Exercises to complete:
a) List every major league baseball team named in the baseball article.
b) Translate this sentence from the baseball article into Spanish: "By all accounts, Simontacchi has made a positive impression so far."

Excerpted text:
===
- The Washington Times - Monday, March 5, 2007

VIERA, Fla. — He could have quit any number of times. After he was released by the Royals in 1997. Or the Pirates in 1999. Or the Twins in 2001. Or after he tore up his shoulder with the Cardinals in 2004. Or after he was cut early in spring training with the Cubs last year.

But the thought never crossed Jason Simontacchi’s mind. Not as long as someone was willing to give him a chance to pitch and thus a chance to return to the major leagues.

“I feel like I can still compete and, most important, be successful at it,” he said. “You get a taste of the big leagues, and there’s nothing like it.”

So the 33-year-old right-hander found himself on the mound at Space Coast Stadium yesterday, hoping to convince the Washington Nationals he deserves a spot in their Opening Day rotation.

By all accounts, Simontacchi has made a positive impression so far. He cruised through his first two innings against the Los Angeles Dodgers yesterday, needing only 14 pitches and earning the right to return for a third inning before giving up two runs and departing.
===
Referring expression data:
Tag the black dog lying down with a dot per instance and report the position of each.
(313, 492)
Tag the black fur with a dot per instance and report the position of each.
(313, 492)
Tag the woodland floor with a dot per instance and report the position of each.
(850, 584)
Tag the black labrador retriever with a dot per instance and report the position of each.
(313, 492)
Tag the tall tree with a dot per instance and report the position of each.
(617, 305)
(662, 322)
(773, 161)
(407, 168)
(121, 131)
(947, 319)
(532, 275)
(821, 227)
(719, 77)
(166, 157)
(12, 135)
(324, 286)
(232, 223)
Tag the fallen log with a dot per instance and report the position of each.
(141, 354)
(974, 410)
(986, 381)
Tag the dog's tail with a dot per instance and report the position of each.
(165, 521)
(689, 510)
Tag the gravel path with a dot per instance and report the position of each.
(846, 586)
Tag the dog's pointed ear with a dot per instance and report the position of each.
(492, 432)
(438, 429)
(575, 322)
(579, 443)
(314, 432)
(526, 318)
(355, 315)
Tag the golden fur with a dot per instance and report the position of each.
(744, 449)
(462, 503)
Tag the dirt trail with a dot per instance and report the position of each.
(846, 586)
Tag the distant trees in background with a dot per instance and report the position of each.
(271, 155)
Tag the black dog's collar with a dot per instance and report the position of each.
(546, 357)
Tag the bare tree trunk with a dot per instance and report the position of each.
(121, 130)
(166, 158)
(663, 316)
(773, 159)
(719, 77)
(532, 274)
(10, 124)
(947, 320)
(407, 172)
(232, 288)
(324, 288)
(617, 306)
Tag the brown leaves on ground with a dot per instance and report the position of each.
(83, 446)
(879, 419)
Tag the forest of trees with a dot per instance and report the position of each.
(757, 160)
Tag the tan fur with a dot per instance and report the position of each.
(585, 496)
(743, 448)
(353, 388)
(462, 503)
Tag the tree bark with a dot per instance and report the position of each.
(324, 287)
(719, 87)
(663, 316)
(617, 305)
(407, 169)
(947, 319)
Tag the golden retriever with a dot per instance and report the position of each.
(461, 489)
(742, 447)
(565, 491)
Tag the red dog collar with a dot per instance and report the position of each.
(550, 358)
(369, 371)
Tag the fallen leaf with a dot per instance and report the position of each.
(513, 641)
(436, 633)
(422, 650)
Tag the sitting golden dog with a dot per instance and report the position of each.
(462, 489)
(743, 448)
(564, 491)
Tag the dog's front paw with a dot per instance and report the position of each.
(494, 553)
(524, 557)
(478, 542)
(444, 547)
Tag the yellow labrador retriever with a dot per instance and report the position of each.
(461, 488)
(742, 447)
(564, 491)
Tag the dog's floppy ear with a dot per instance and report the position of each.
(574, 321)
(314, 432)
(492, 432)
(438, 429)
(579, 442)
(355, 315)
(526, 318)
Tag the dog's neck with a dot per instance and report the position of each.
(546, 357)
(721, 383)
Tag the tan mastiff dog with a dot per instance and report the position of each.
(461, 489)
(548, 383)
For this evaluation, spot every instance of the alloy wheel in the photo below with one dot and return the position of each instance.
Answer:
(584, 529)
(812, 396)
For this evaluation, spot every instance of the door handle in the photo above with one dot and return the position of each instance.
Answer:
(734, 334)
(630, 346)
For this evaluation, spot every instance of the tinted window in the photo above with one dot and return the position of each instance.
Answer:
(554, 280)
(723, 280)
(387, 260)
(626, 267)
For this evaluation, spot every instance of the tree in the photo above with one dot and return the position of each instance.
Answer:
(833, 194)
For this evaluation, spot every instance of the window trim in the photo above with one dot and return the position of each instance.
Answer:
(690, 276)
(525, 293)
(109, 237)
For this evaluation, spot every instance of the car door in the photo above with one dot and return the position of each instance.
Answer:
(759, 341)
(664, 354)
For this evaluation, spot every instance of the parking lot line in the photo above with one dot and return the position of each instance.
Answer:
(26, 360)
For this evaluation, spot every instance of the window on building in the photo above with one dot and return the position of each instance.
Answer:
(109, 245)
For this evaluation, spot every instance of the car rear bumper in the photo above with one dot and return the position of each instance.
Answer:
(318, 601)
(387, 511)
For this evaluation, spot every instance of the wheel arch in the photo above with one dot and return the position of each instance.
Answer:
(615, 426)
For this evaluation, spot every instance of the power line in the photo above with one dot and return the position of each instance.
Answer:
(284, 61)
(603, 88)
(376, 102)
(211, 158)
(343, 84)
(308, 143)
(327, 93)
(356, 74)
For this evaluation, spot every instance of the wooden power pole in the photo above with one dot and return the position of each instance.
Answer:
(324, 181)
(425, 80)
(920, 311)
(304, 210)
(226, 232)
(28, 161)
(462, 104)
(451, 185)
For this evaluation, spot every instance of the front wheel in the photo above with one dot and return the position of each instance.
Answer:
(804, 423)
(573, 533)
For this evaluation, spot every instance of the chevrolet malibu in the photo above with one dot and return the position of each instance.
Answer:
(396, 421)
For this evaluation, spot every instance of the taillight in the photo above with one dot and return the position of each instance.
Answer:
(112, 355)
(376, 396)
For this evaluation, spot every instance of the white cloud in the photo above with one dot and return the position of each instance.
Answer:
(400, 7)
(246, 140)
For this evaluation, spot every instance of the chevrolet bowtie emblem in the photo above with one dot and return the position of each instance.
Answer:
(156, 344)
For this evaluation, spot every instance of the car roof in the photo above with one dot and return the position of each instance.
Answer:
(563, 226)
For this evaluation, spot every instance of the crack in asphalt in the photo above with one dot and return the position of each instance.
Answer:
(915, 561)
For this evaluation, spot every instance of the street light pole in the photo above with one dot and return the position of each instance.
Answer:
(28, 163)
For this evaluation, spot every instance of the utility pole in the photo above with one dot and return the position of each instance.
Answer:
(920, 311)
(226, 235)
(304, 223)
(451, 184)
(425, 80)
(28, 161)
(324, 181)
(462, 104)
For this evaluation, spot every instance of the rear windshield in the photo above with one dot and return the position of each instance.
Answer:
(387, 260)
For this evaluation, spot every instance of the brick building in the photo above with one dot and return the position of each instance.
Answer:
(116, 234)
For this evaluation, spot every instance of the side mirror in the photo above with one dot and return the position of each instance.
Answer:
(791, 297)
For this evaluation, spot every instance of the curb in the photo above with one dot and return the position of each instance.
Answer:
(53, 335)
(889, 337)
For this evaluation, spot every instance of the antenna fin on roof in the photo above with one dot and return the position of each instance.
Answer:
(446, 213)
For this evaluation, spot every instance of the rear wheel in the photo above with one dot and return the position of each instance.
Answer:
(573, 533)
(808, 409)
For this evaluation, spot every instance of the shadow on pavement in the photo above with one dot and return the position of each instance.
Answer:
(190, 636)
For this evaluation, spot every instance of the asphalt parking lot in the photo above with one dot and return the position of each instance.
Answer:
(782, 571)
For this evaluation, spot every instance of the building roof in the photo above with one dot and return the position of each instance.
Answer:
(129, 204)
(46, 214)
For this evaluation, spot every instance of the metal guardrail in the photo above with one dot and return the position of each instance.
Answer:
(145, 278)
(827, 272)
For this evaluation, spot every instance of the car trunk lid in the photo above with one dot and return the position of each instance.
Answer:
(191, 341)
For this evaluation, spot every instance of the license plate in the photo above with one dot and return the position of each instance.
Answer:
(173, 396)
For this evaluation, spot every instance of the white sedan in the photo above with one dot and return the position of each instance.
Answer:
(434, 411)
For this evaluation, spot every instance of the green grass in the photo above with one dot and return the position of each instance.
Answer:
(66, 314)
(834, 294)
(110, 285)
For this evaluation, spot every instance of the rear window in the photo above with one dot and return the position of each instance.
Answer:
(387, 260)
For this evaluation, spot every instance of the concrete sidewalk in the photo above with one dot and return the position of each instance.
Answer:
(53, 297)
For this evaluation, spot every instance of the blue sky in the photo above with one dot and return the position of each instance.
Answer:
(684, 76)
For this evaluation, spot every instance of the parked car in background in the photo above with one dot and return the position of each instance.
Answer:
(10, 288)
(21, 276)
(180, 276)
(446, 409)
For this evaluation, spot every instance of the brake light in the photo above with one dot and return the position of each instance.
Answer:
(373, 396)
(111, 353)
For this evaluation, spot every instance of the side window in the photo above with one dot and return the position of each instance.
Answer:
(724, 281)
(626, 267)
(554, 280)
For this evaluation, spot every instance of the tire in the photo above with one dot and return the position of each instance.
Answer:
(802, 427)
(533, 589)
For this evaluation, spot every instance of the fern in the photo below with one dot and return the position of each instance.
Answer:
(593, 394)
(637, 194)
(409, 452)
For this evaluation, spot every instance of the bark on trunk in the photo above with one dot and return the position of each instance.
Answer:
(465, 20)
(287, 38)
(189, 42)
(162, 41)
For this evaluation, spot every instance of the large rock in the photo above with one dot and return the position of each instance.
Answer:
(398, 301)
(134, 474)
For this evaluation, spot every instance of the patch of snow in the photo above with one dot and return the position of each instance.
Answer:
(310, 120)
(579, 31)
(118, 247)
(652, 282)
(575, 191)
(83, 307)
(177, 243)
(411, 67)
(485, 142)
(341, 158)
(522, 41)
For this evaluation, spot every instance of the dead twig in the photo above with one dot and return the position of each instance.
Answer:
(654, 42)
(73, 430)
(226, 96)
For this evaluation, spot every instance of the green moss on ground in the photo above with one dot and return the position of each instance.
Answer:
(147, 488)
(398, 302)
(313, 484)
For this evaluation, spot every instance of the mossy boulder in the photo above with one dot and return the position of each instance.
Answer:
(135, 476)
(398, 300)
===
Solutions below:
a)
Royals
Pirates
Twins
Cardinals
Cubs
Washington Nationals
Los Angeles Dodgers

b) Según todas las opiniones, Simontacchi ha causado una impresión positiva hasta ahora.